## How to complete this task
What lines of the data below hold "after"? Show them.
----- Information supplied
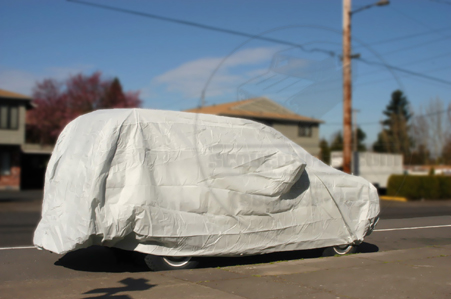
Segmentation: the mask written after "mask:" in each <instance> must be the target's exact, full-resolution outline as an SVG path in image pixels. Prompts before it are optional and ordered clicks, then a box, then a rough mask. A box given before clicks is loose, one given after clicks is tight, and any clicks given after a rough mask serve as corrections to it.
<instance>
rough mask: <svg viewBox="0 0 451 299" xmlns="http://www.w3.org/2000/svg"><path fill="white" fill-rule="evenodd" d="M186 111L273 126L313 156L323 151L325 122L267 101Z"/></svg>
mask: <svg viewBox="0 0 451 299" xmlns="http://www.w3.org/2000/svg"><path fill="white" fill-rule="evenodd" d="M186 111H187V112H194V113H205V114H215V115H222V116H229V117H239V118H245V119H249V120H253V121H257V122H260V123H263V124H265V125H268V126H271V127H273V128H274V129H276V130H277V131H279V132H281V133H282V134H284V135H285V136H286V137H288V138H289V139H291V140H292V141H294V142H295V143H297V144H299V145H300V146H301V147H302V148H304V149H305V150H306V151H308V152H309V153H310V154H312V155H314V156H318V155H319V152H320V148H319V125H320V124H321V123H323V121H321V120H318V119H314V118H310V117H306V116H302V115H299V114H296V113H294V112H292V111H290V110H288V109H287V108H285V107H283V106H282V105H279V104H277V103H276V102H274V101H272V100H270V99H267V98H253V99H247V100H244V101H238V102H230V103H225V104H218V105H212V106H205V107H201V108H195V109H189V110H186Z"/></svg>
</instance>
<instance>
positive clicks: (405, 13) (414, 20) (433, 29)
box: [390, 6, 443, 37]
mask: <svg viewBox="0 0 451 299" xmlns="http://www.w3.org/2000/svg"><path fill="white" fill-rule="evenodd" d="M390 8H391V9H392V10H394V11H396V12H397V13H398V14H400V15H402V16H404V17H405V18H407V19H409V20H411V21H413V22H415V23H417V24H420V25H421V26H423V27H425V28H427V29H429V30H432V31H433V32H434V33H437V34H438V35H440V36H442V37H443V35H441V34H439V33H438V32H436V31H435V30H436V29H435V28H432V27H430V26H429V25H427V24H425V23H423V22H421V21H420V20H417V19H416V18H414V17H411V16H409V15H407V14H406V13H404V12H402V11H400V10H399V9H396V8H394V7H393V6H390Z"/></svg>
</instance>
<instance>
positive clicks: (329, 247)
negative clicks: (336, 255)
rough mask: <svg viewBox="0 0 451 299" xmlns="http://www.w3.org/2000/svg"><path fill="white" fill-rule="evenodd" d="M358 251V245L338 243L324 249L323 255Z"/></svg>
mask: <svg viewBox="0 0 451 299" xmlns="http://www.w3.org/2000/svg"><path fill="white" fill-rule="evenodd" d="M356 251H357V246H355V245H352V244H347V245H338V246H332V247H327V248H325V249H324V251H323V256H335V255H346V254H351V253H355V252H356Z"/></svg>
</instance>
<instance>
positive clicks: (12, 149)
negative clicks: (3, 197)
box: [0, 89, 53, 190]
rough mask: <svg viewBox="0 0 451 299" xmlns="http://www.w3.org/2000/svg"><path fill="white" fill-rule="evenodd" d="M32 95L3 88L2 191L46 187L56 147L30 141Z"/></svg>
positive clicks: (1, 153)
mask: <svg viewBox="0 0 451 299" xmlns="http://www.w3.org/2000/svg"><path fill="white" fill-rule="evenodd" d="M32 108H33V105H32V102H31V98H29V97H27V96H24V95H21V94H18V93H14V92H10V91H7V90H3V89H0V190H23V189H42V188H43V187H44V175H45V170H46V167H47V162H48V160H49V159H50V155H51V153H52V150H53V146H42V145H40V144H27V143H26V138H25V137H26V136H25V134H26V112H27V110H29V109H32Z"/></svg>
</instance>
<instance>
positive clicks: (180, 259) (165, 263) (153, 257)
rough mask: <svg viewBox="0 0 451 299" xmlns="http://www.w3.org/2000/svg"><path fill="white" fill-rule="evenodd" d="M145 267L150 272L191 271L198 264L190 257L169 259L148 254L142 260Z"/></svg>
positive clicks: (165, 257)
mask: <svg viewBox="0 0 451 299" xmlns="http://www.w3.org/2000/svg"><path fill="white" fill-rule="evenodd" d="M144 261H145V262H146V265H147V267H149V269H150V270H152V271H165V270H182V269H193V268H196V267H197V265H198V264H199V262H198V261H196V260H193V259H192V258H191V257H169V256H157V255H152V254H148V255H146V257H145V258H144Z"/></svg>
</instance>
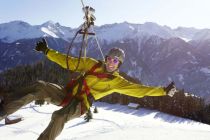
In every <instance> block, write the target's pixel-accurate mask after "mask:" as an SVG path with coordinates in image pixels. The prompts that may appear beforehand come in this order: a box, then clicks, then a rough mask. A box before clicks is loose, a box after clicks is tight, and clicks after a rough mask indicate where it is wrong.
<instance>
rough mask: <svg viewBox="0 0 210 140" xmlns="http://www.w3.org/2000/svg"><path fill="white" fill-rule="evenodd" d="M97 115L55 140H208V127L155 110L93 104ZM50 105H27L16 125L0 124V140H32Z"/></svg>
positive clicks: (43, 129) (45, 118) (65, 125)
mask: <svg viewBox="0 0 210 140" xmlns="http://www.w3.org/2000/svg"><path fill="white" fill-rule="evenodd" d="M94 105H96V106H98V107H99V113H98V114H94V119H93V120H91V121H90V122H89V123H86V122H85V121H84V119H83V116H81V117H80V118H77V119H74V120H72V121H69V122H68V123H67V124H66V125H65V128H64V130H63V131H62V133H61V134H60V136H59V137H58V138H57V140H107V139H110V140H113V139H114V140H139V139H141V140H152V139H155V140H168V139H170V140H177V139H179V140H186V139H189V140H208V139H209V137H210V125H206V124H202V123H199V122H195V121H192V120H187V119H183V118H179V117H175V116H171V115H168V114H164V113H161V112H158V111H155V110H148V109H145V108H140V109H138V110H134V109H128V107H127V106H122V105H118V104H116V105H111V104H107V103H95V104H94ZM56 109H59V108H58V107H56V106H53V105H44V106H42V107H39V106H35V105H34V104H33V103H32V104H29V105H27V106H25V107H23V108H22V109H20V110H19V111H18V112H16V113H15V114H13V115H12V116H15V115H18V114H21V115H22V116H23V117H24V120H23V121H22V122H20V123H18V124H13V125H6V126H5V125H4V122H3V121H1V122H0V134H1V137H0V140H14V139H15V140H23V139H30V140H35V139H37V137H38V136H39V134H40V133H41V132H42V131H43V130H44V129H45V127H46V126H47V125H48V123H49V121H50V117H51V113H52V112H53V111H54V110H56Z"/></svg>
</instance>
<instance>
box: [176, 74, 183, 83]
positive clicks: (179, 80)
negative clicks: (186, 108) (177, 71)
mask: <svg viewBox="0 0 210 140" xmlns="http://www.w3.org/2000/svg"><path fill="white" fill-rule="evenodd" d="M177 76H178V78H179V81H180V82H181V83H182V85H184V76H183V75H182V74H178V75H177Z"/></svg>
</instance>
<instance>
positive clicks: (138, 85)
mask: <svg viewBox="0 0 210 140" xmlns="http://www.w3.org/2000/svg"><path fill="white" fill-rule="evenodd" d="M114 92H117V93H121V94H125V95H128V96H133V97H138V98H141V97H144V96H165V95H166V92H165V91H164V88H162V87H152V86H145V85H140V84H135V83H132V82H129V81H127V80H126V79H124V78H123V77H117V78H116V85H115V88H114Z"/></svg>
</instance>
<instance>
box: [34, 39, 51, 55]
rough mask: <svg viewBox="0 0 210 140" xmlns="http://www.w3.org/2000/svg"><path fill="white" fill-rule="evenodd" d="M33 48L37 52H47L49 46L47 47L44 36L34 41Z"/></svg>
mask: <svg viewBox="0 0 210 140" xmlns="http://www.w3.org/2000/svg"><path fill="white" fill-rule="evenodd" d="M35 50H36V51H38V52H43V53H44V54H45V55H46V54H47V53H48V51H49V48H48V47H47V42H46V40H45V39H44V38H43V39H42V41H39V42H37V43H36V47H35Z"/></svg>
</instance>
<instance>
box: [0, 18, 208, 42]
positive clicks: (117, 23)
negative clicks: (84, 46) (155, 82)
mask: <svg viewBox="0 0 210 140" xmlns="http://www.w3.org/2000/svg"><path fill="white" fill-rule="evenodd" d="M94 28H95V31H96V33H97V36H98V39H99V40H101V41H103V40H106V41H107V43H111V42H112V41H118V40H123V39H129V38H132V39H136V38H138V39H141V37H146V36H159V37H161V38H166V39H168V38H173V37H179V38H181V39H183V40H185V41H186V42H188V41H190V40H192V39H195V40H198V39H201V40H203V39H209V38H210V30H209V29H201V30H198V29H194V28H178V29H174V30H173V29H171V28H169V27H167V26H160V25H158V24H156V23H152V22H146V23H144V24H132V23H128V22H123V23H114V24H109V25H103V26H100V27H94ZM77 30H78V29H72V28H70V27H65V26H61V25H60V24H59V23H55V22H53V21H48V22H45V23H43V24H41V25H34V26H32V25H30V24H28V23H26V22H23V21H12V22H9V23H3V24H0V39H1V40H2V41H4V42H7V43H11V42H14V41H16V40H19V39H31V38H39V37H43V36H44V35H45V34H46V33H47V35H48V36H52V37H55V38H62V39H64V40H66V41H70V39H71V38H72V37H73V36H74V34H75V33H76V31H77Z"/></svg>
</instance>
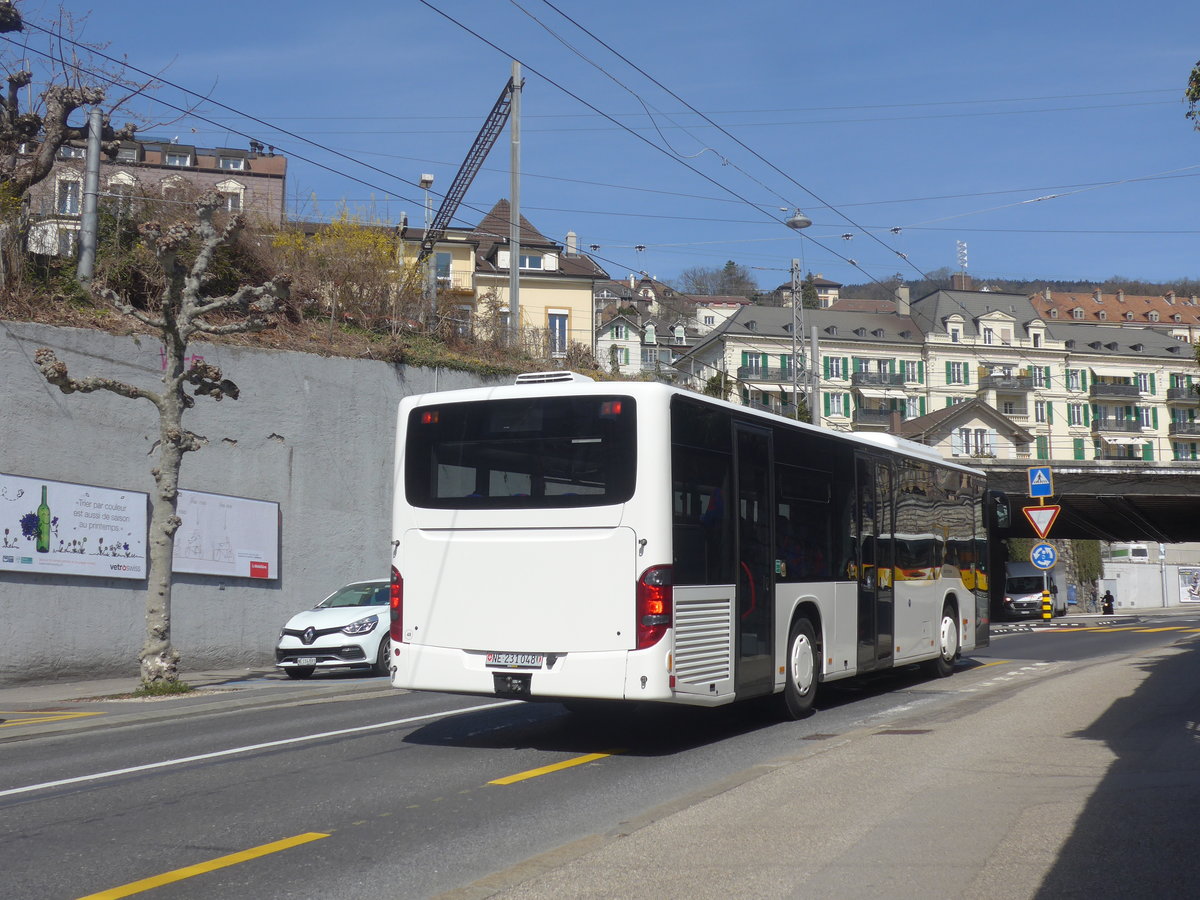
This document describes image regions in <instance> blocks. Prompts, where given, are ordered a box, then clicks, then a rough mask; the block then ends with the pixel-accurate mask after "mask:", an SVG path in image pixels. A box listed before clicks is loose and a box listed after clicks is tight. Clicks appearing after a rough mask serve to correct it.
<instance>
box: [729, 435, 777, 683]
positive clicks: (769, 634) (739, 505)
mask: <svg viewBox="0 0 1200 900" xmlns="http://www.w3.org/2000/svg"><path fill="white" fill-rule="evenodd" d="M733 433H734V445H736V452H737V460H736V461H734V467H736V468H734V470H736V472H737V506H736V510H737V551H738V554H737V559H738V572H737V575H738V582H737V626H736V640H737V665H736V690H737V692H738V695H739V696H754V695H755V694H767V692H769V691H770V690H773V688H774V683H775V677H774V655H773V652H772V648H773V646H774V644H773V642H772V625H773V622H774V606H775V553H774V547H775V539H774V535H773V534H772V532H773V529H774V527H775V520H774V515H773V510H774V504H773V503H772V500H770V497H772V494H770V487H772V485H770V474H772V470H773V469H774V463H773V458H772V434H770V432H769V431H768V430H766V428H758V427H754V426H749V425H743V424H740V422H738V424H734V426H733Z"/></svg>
----------
----- Information supplied
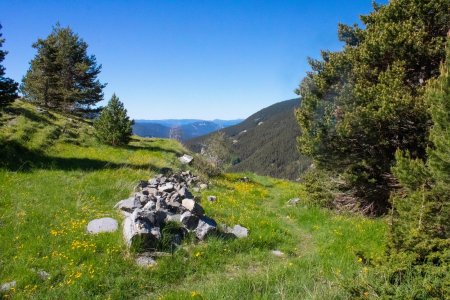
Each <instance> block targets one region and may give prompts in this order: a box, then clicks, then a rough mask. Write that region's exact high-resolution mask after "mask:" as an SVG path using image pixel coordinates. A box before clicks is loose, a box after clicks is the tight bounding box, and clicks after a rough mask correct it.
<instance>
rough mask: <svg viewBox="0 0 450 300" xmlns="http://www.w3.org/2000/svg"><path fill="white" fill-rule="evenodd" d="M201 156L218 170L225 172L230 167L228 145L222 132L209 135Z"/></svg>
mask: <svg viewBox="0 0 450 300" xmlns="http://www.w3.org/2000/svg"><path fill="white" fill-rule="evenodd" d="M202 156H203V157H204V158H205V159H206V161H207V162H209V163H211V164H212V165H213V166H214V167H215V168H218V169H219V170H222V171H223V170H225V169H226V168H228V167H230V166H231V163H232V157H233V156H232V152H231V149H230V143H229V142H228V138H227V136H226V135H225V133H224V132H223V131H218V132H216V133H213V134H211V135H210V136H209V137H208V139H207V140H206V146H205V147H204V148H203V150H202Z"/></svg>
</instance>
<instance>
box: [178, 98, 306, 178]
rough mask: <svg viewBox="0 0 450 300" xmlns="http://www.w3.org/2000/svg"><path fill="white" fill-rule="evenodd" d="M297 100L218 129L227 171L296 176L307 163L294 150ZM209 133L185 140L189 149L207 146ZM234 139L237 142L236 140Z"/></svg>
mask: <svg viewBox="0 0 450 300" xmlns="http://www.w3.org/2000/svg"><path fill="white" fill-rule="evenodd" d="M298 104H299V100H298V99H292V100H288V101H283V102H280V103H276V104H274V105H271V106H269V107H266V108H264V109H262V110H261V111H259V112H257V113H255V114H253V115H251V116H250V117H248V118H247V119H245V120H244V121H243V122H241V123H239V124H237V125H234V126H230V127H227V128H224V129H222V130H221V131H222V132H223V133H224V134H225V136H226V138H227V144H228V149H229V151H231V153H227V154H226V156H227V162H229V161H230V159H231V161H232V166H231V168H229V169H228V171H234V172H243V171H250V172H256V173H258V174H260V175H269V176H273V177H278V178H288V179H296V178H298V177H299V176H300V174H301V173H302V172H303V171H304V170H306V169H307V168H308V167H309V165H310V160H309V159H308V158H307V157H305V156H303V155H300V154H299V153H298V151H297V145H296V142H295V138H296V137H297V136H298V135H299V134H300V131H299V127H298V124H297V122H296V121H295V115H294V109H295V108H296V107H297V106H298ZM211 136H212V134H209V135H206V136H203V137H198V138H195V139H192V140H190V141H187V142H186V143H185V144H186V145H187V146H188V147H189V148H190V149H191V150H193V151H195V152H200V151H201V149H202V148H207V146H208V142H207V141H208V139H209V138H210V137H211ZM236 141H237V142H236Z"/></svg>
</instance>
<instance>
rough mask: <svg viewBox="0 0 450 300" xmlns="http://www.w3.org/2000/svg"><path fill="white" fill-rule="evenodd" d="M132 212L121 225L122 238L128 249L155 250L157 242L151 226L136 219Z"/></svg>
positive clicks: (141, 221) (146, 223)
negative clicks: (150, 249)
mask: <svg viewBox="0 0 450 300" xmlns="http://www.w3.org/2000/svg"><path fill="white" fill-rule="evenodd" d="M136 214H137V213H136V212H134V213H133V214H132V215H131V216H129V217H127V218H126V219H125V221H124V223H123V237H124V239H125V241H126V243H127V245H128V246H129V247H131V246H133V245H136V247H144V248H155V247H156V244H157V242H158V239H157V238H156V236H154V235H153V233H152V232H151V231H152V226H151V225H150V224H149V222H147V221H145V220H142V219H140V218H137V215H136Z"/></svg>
----------
## Reply
Segmentation: the mask written after "mask:" in each <instance> must be the target's exact, full-resolution outline as an SVG path in image pixels. Prompts before it are optional and ordered clicks, then a box, then a rough mask. A box given before clicks is loose, one given after clicks is tight, and any clicks given after a rough mask serve as corrections to it.
In every <instance> block, write the target's pixel-accurate mask after "mask:" as an SVG path with coordinates in image pixels. The prompts that may appear beforehand come in this order: a box, then clicks, then a rough mask. A box before clicks is loose, a box after clicks is tight, and clicks after a rough mask indicate where it is wrong.
This document describes image regions in <instance> blocks. Prompts, where given, are ordered a box, then clicks, then a rough mask; the block then ends with the pixel-accurate mask after "mask:", an SVG path in image pixels. A box listed before clicks is loose and a box listed after clicks is tight. Clicks appearing after a rough mask serve to correct it.
Each <instance> block targets one region and may give prompts in this order: a box, then clicks, then a rough mask. Write that region's exact high-resolution mask after "mask:" as an SVG path using image pixel coordinates. A box before clicks is loose, a box after clicks is the tight bounding box, and clicks after a rough mask correct it.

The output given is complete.